#### Provided passage:
Unconfigured Ad

Collapse
X
 
  • Filter
  • Time
  • Show
Clear All
new posts
  • fkrueger
    Senior Member
    • Sep 2009
    • 627

    #46
    The methylation information can be imported into SeqMonk whereby '+' reads are methylated and '-' reads are non-methylated cytosines. Use the position value for both start and end of the cytosine methylation calls. You can then perform a probe generation over individual C positions (e.g. read position probe generation) and do a relative quantitation of 'FORWARD' reads 'as percentage of' 'ALL READS'. You could also look at other genomic features such as CGIs, promoters etc.

    If you are not necessarily interested in strand specific methylation you can also import *bismark.txt files directly into SeqMonk using the Bismark import filter where you can select the context you are interested in. Hope this helps.

    Comment

    • simonandrews
      Simon Andrews
      • May 2009
      • 870

      #47
      SeqMonk v0.19.0 released

      As a somewhat belated christmas present I've just put up the release of SeqMonk v0.19.0 onto our project web page. In this release we've made some fairly major changes to the core data model which mean that we get a significant increase in loading and saving speeds (load times are around half what they were before), along with a big decrease in the running memory footprint (down by around 4X) as well as a nice speed increase in many of the analysis functions.

#### What to do:
Please continue the SeqMonk forum thread from its last sentence.

#### Information shown:

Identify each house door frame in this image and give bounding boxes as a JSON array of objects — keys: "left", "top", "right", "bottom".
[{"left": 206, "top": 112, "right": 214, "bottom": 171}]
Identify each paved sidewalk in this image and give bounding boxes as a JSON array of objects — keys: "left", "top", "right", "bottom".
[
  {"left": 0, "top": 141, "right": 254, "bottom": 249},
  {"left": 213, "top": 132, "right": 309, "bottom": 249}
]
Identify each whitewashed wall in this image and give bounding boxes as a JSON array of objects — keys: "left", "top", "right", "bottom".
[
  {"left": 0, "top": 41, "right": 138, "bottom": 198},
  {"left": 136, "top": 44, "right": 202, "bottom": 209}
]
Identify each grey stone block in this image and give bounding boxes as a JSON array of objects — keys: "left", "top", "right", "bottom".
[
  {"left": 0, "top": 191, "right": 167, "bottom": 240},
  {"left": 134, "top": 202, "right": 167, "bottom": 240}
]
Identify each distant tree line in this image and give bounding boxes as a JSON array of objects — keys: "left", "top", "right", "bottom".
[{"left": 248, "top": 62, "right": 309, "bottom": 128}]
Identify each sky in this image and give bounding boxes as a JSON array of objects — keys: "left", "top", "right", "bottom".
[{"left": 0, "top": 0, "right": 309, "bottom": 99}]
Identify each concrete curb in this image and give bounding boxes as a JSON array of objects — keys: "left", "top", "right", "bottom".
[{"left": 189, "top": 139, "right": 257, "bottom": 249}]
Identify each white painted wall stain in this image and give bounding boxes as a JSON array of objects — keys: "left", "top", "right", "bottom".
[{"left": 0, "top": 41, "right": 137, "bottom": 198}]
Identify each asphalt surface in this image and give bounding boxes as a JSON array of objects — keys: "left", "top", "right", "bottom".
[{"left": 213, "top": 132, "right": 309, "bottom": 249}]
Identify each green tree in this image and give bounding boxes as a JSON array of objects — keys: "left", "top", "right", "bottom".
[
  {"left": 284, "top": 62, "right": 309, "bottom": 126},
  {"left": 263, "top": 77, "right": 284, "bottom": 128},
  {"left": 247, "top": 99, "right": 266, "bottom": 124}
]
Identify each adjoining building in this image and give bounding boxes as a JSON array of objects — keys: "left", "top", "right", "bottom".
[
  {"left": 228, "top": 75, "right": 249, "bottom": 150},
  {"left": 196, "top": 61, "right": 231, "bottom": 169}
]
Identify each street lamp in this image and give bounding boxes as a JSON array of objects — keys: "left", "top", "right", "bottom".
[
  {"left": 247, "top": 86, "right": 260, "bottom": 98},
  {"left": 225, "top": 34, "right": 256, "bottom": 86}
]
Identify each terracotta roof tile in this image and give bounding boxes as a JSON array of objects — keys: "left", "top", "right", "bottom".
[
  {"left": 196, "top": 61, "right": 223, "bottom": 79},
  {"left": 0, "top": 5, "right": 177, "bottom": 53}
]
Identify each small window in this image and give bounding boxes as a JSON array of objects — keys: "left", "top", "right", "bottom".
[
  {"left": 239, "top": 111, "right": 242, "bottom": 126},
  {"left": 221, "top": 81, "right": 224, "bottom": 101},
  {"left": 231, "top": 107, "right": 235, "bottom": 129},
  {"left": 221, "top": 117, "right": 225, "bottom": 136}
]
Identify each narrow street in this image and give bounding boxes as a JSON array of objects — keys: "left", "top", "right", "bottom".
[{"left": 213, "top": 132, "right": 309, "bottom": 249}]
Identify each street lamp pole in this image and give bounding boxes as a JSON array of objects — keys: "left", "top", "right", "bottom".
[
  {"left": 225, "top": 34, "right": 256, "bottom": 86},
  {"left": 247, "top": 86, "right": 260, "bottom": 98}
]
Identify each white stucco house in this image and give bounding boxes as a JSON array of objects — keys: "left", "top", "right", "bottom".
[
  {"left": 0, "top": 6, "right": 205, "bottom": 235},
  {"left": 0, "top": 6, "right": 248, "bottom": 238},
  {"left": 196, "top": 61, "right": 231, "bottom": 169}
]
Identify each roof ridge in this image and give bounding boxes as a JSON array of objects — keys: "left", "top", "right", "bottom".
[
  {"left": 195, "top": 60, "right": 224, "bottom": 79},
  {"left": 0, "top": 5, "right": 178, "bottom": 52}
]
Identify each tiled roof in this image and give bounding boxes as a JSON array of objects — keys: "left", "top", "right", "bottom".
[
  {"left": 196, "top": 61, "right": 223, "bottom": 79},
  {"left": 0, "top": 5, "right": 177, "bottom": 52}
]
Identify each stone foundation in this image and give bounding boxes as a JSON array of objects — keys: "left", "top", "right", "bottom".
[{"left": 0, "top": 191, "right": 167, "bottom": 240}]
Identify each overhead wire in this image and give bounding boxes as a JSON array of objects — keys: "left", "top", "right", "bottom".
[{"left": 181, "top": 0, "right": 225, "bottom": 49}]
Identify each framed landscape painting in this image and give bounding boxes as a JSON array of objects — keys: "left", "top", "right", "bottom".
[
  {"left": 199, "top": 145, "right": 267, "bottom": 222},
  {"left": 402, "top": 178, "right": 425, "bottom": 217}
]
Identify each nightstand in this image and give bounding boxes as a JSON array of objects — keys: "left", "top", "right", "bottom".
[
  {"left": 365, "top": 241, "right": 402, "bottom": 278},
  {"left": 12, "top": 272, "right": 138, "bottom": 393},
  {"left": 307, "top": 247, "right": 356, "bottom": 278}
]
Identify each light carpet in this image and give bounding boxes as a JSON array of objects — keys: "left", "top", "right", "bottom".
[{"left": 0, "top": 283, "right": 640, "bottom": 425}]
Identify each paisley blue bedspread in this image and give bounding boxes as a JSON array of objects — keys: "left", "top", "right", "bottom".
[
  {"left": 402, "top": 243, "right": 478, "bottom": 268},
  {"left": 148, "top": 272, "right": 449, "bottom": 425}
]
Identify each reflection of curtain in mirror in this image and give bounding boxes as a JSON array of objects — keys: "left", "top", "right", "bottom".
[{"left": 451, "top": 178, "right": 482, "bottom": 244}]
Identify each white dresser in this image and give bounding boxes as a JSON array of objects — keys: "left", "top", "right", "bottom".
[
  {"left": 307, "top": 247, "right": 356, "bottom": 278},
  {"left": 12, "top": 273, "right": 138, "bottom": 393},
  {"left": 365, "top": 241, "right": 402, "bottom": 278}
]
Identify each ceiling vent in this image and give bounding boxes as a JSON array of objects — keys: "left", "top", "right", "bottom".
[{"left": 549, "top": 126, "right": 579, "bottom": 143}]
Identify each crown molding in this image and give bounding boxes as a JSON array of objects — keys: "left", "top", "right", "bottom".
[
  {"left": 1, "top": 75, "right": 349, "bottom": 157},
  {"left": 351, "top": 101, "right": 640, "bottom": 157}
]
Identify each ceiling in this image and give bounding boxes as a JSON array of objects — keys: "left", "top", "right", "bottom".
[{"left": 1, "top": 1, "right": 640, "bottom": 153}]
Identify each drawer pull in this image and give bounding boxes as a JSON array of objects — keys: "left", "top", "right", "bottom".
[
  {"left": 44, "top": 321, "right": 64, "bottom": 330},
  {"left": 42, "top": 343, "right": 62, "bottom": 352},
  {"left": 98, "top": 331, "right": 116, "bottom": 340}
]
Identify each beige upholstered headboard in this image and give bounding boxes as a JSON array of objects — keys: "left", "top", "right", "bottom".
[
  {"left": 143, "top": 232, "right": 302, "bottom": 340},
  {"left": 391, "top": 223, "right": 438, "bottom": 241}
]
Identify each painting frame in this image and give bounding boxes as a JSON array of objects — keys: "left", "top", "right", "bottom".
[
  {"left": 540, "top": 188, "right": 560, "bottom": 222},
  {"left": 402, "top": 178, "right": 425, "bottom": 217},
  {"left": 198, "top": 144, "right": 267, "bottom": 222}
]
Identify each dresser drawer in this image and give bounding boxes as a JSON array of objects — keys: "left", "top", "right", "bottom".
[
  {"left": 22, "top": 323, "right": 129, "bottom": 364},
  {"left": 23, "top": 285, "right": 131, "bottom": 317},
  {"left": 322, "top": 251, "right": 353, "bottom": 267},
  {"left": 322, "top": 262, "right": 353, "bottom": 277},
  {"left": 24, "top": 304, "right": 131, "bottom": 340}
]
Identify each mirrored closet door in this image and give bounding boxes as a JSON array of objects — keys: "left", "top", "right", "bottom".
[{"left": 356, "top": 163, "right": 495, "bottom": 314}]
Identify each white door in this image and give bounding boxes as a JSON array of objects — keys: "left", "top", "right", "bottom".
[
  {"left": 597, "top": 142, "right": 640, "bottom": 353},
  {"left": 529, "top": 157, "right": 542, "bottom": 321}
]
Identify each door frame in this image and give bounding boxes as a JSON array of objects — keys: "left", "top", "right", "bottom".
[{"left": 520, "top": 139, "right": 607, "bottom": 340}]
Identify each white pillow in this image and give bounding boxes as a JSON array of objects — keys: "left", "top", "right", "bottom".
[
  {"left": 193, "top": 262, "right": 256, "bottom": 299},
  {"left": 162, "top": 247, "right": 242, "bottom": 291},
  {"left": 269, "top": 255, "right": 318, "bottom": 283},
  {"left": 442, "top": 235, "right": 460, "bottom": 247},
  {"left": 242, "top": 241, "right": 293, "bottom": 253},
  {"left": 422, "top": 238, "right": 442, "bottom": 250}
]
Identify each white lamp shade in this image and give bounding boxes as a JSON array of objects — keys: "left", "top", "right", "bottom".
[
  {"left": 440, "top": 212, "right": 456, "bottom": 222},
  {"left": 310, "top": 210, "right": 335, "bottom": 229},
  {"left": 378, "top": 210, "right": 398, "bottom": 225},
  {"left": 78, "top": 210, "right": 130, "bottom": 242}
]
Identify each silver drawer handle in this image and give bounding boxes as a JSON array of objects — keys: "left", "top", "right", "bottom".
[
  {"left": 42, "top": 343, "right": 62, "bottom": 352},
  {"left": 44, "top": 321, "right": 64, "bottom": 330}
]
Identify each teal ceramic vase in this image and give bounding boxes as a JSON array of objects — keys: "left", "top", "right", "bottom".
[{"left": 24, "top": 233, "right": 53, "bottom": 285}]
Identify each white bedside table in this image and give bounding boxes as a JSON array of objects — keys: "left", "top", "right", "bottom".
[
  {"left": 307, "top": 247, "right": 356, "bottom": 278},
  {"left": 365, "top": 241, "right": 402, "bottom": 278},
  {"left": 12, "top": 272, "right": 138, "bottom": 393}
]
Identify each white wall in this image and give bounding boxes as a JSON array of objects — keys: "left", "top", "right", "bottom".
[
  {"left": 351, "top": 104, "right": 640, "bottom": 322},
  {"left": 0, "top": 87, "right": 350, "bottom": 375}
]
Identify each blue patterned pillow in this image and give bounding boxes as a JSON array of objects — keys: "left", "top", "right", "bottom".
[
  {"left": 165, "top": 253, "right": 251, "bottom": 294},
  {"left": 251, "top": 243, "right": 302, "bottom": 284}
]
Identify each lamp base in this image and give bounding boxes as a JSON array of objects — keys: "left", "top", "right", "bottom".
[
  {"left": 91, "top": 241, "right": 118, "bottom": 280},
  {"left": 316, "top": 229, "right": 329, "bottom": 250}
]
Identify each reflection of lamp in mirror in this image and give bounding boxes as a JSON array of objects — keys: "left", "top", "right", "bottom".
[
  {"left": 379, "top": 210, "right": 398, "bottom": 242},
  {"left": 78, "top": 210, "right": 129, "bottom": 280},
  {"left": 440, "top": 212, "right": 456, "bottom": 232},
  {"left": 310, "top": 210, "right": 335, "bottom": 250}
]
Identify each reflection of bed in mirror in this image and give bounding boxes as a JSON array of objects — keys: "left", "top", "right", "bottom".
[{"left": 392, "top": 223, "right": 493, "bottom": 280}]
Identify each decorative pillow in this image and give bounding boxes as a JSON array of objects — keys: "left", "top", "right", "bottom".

#### Task output:
      Along with this we've improved some of the plots (aligned probes and probe trend), and have put some new display options into the main chromosome view (greater raw read density, fixed colours for individual datasets).

      We've been running this build internally for a while and have seen large increases in the amount of data we've been able to handle - along with a pleasant reduction in the amount of time we spend watching little red bars slowly crawl across the screen.

      The updated version is available from our project page. As always, if you don't see the new version try pressing shift+refresh in your browser to bypass the annoying BBSRC proxy server.

      If you have any problems, either add a note to this thread, or report them in our bugzilla system.

      Comment

      • beajorrin
        Junior Member
        • Jan 2012
        • 6

        #48
        I'm trying to visualizer my data with SeqMonk. My data is Illumina pair-based sequences, I work fist with Galaxy, and do Bowtie there. So now i have SAM and BAM files. I could import my reference genome, changing those thing in the AC and product, locus_tag. I try first with the BAM file, but when I import this data and the SeqMonk reads it it told me "Couldn't extract a valid name from <name>".
        So I go to the reference genome that i used in galaxy (the same that i used in seqMonk) and change in the fasta file the AC/ID, that I use in SeqMonk reference genome. And the answer is the same.

        I don't try yet the SAM, but I think that the problem is the reference genome used in galaxy.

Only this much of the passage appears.